## Work to complete
Copy out the entries below exactly as they stand, but only from the line containing "box: [48, 125, 136, 161]" through the line containing "212L488 217L502 238L503".

## Data for review

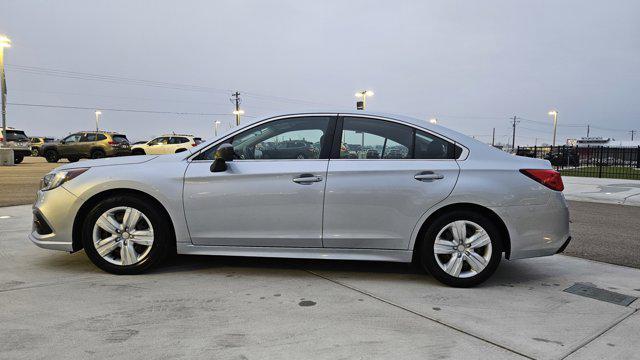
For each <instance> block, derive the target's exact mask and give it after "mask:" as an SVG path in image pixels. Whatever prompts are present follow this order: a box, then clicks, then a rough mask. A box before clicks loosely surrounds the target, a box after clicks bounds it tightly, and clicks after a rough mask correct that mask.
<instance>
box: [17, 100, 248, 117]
mask: <svg viewBox="0 0 640 360" xmlns="http://www.w3.org/2000/svg"><path fill="white" fill-rule="evenodd" d="M7 105H12V106H25V107H42V108H57V109H71V110H92V111H93V110H95V109H96V108H99V109H100V110H102V111H118V112H131V113H149V114H173V115H194V116H230V115H232V114H228V113H195V112H179V111H157V110H142V109H121V108H109V107H102V106H92V107H90V106H70V105H51V104H28V103H11V102H10V103H7ZM245 116H248V115H245ZM249 117H252V116H249Z"/></svg>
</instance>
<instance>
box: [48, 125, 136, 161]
mask: <svg viewBox="0 0 640 360" xmlns="http://www.w3.org/2000/svg"><path fill="white" fill-rule="evenodd" d="M40 151H41V154H42V156H44V157H45V158H46V159H47V161H48V162H51V163H54V162H57V161H58V160H60V159H67V160H69V162H75V161H78V160H79V159H83V158H85V159H100V158H103V157H108V156H122V155H131V146H130V145H129V140H128V139H127V136H126V135H124V134H118V133H112V132H107V131H81V132H77V133H75V134H71V135H69V136H67V137H65V138H64V139H62V140H60V142H58V143H48V144H44V145H42V148H41V150H40Z"/></svg>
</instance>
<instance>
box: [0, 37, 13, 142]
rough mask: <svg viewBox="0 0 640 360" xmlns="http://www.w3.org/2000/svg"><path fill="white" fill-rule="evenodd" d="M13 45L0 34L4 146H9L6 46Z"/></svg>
mask: <svg viewBox="0 0 640 360" xmlns="http://www.w3.org/2000/svg"><path fill="white" fill-rule="evenodd" d="M9 47H11V40H9V38H8V37H6V36H4V35H0V93H2V146H3V147H6V146H7V80H6V78H5V77H4V48H9Z"/></svg>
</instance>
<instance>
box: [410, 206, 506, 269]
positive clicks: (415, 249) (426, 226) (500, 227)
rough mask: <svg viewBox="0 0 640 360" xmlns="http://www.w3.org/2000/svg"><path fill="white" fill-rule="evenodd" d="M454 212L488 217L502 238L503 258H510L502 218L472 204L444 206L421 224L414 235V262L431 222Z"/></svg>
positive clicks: (415, 258) (417, 254)
mask: <svg viewBox="0 0 640 360" xmlns="http://www.w3.org/2000/svg"><path fill="white" fill-rule="evenodd" d="M455 210H467V211H473V212H478V213H481V214H482V215H484V216H486V217H488V218H489V219H491V221H493V223H494V224H496V226H497V227H498V230H499V231H500V235H501V238H502V249H503V251H504V253H505V257H506V258H507V259H509V258H510V257H511V237H510V235H509V230H508V228H507V225H506V224H505V223H504V221H503V220H502V218H500V216H498V214H496V213H495V212H494V211H493V210H491V209H489V208H487V207H485V206H482V205H478V204H473V203H454V204H448V205H445V206H443V207H441V208H439V209H438V210H436V211H434V212H433V213H432V214H430V215H429V216H428V217H427V219H426V220H425V221H424V222H423V223H422V225H421V226H420V230H418V234H417V235H416V240H415V242H414V245H413V260H414V261H416V260H417V259H418V256H419V253H420V252H419V249H420V247H421V245H422V242H423V241H424V235H425V233H426V232H427V230H428V229H429V227H430V226H431V224H433V222H434V221H435V220H436V219H437V218H439V217H440V216H441V215H443V214H445V213H447V212H450V211H455Z"/></svg>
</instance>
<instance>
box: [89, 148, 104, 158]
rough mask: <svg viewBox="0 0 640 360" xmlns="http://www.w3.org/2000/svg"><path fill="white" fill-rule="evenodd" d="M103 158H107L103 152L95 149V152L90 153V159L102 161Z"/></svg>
mask: <svg viewBox="0 0 640 360" xmlns="http://www.w3.org/2000/svg"><path fill="white" fill-rule="evenodd" d="M105 156H107V154H106V153H105V152H104V150H101V149H95V150H92V151H91V158H92V159H102V158H103V157H105Z"/></svg>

## Task response
box: [48, 125, 136, 161]
mask: <svg viewBox="0 0 640 360" xmlns="http://www.w3.org/2000/svg"><path fill="white" fill-rule="evenodd" d="M40 151H41V154H42V156H44V157H45V158H46V159H47V161H48V162H51V163H54V162H57V161H58V160H60V159H67V160H69V162H75V161H78V160H79V159H83V158H85V159H100V158H103V157H108V156H122V155H131V146H130V145H129V140H128V139H127V136H126V135H124V134H118V133H112V132H107V131H81V132H77V133H75V134H71V135H69V136H67V137H65V138H64V139H62V140H60V142H58V143H48V144H44V145H42V148H41V150H40Z"/></svg>
</instance>
<instance>
box: [0, 37, 13, 142]
rough mask: <svg viewBox="0 0 640 360" xmlns="http://www.w3.org/2000/svg"><path fill="white" fill-rule="evenodd" d="M13 45L0 34L4 146H9L6 46Z"/></svg>
mask: <svg viewBox="0 0 640 360" xmlns="http://www.w3.org/2000/svg"><path fill="white" fill-rule="evenodd" d="M9 47H11V40H9V38H8V37H6V36H4V35H0V93H2V146H3V147H6V146H7V80H6V78H5V77H4V48H9Z"/></svg>
</instance>
<instance>
box: [410, 206, 506, 269]
positive clicks: (415, 249) (426, 226) (500, 227)
rough mask: <svg viewBox="0 0 640 360" xmlns="http://www.w3.org/2000/svg"><path fill="white" fill-rule="evenodd" d="M454 212L488 217L502 238L503 258H510L502 218L472 204L444 206L421 224L414 235V262L431 222Z"/></svg>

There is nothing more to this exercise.